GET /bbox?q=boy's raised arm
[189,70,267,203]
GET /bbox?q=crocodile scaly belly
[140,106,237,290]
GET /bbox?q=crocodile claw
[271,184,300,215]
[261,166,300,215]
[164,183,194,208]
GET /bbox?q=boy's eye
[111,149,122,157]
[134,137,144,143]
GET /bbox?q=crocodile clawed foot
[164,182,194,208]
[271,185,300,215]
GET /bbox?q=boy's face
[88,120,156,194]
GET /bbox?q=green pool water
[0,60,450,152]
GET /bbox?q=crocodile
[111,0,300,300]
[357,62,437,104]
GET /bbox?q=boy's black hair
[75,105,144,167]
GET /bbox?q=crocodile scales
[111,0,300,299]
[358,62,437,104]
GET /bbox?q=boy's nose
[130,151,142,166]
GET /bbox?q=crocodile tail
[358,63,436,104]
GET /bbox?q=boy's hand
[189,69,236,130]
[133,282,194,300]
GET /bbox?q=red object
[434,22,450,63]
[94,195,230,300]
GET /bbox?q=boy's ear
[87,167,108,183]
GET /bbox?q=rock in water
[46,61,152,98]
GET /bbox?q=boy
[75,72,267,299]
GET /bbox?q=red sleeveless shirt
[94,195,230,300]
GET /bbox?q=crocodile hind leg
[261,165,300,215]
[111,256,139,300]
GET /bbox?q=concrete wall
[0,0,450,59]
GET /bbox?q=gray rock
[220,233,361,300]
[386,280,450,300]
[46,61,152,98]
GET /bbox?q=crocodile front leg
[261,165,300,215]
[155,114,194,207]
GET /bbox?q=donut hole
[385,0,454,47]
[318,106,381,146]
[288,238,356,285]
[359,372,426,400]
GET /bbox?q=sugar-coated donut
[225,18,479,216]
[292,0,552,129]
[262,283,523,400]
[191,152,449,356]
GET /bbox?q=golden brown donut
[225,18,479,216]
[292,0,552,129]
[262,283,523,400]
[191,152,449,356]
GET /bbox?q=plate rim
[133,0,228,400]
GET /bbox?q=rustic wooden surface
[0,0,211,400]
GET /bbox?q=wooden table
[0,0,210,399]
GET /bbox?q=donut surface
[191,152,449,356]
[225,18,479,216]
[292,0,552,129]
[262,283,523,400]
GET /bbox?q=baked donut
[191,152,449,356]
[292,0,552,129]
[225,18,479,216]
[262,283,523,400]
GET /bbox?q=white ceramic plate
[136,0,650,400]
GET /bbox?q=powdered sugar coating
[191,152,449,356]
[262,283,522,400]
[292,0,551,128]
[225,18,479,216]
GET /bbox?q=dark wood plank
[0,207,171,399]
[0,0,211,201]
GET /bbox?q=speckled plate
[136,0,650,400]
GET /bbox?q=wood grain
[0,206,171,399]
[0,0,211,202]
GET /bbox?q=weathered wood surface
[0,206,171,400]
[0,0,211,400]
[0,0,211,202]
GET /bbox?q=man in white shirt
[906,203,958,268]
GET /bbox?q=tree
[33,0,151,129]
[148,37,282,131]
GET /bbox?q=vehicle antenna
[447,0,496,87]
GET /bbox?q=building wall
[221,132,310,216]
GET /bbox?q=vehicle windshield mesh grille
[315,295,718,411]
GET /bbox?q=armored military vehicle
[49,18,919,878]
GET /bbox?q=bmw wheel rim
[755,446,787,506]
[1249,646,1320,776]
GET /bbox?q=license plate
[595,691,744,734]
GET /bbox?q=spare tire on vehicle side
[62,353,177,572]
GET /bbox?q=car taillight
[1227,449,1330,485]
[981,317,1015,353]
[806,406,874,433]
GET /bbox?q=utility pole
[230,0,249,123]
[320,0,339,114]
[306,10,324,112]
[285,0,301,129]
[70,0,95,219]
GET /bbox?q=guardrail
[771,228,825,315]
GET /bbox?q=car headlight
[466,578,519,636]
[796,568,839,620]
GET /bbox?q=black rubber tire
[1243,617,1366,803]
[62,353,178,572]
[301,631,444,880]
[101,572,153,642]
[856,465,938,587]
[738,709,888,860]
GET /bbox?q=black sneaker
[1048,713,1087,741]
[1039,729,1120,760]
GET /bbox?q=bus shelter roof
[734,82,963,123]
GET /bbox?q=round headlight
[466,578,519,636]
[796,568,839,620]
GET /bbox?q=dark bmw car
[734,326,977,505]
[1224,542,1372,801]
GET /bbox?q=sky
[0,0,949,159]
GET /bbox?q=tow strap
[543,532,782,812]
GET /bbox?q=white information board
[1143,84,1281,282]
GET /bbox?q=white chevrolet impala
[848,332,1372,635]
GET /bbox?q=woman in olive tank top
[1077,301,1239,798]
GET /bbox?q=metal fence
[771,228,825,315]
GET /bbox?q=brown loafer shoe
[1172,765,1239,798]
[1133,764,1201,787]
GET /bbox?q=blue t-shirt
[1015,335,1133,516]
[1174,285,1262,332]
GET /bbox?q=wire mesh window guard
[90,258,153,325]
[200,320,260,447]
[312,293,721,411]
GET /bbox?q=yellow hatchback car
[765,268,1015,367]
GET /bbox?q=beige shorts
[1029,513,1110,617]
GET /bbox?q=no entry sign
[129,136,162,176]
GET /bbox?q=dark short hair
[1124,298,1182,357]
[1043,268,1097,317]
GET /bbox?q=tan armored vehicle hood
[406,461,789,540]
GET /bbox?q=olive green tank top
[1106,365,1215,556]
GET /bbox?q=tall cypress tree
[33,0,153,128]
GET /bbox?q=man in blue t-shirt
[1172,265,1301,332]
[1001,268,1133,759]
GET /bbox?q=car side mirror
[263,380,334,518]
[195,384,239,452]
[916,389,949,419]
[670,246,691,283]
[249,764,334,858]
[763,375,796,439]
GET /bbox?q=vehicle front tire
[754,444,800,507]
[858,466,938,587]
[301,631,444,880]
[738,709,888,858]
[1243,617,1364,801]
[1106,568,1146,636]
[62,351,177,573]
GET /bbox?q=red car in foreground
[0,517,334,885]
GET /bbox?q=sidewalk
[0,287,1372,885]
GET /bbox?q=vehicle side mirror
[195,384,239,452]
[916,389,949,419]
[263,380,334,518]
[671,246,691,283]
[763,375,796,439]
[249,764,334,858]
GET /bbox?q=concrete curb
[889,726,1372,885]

◇ ◇ ◇ ◇

■ **EXERCISE AIM**
Repeat the data word for word, starting at the line containing "GET /bbox?q=guardrail" and ending at the line containing "[734,82,963,123]".

■ **TASK ANSWER**
GET /bbox?q=guardrail
[771,228,825,315]
GET /bbox?q=car headlight
[466,578,519,636]
[796,568,839,620]
GET /bbox?q=black rubber tire
[1243,617,1366,803]
[62,353,178,572]
[301,631,444,880]
[101,572,153,642]
[856,465,938,587]
[738,709,888,860]
GET /bbox?q=black sneaker
[1048,713,1087,741]
[1039,729,1120,760]
GET /bbox?q=bus shelter roof
[734,82,963,123]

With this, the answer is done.